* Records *
════
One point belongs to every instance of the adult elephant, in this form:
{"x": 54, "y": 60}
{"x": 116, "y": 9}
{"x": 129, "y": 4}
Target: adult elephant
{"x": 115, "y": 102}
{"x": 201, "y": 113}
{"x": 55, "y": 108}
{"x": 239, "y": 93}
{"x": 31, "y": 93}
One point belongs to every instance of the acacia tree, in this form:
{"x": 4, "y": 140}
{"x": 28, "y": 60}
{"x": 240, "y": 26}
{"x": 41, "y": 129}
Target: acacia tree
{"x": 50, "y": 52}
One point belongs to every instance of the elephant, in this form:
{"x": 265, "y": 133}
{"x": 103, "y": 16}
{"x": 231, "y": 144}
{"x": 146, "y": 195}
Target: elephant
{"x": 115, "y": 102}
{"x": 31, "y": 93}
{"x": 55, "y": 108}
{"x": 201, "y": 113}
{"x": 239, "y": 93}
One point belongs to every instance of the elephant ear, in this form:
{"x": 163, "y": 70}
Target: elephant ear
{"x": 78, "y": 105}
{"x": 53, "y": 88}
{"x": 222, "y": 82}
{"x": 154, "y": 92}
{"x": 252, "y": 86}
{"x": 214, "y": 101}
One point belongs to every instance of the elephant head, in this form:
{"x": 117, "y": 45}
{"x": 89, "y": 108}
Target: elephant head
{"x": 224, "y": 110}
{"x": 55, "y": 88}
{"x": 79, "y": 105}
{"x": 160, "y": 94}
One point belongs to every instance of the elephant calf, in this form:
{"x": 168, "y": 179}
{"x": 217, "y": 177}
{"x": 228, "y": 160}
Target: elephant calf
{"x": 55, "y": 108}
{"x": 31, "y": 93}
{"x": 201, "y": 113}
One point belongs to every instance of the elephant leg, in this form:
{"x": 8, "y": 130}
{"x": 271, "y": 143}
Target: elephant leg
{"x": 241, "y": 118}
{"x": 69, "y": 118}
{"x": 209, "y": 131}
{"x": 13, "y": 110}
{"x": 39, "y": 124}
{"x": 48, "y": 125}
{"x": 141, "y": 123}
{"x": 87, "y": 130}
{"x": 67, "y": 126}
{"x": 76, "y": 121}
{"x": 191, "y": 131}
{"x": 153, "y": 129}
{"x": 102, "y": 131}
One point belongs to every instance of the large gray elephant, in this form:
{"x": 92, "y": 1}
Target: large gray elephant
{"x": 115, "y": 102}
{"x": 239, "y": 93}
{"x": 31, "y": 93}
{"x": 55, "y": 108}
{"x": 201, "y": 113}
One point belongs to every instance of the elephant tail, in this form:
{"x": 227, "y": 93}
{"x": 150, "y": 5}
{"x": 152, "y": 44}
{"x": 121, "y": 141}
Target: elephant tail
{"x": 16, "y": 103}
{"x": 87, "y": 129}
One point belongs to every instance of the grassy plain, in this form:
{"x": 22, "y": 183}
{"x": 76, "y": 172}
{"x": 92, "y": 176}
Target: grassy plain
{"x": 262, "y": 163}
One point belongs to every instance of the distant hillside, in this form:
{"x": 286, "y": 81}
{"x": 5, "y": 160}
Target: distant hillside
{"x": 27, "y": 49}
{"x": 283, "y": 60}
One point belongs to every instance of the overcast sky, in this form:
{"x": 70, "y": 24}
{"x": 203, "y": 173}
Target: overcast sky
════
* EXERCISE INSTRUCTIONS *
Write out all the rows again, swapping each "in this form" for "in this format" and leaving everything else unchanged.

* TASK OUTPUT *
One point belongs to every instance of the adult elephant, in this format:
{"x": 54, "y": 60}
{"x": 116, "y": 9}
{"x": 129, "y": 4}
Target: adult elephant
{"x": 115, "y": 102}
{"x": 201, "y": 113}
{"x": 55, "y": 108}
{"x": 239, "y": 93}
{"x": 31, "y": 93}
One point belongs to every instance of the acacia tree, in this format:
{"x": 4, "y": 140}
{"x": 28, "y": 60}
{"x": 240, "y": 26}
{"x": 41, "y": 129}
Target: acacia tree
{"x": 50, "y": 52}
One point belongs to every instance of the elephant, in this format:
{"x": 265, "y": 133}
{"x": 103, "y": 16}
{"x": 231, "y": 144}
{"x": 146, "y": 195}
Target: elephant
{"x": 115, "y": 102}
{"x": 31, "y": 93}
{"x": 55, "y": 108}
{"x": 201, "y": 113}
{"x": 239, "y": 93}
One point belongs to every instance of the elephant ear, in this format:
{"x": 163, "y": 70}
Target: elephant ear
{"x": 78, "y": 105}
{"x": 53, "y": 88}
{"x": 222, "y": 82}
{"x": 154, "y": 92}
{"x": 252, "y": 86}
{"x": 214, "y": 101}
One point belongs to every instance of the elephant head, in this format:
{"x": 117, "y": 45}
{"x": 89, "y": 108}
Target: elephant head
{"x": 224, "y": 110}
{"x": 55, "y": 88}
{"x": 79, "y": 105}
{"x": 160, "y": 94}
One point belongs to every instance of the elephant calf, in this format:
{"x": 168, "y": 179}
{"x": 217, "y": 177}
{"x": 228, "y": 160}
Target: elephant calf
{"x": 55, "y": 108}
{"x": 31, "y": 93}
{"x": 201, "y": 113}
One point belongs to every instance of the elephant leg, in this format:
{"x": 8, "y": 130}
{"x": 271, "y": 143}
Target: elephant leg
{"x": 241, "y": 118}
{"x": 69, "y": 118}
{"x": 209, "y": 131}
{"x": 13, "y": 110}
{"x": 39, "y": 124}
{"x": 48, "y": 125}
{"x": 141, "y": 123}
{"x": 87, "y": 130}
{"x": 67, "y": 126}
{"x": 76, "y": 121}
{"x": 191, "y": 131}
{"x": 153, "y": 129}
{"x": 102, "y": 131}
One point belongs to every instance of the large gray elephant, in this format:
{"x": 92, "y": 1}
Target: large gray elephant
{"x": 115, "y": 102}
{"x": 239, "y": 93}
{"x": 31, "y": 93}
{"x": 55, "y": 108}
{"x": 201, "y": 113}
One point belongs to every instance of the elephant tail, in this format:
{"x": 227, "y": 93}
{"x": 150, "y": 5}
{"x": 152, "y": 44}
{"x": 121, "y": 141}
Target: elephant tail
{"x": 16, "y": 103}
{"x": 87, "y": 129}
One point belongs to every instance of the grassy plain, in this format:
{"x": 22, "y": 183}
{"x": 76, "y": 172}
{"x": 92, "y": 176}
Target: grassy plain
{"x": 262, "y": 163}
One point belongs to every instance of the distant hillside, in this format:
{"x": 286, "y": 81}
{"x": 5, "y": 160}
Target: distant hillside
{"x": 27, "y": 49}
{"x": 283, "y": 60}
One point belongs to every instance of the overcast sky, in this format:
{"x": 70, "y": 24}
{"x": 203, "y": 173}
Target: overcast sky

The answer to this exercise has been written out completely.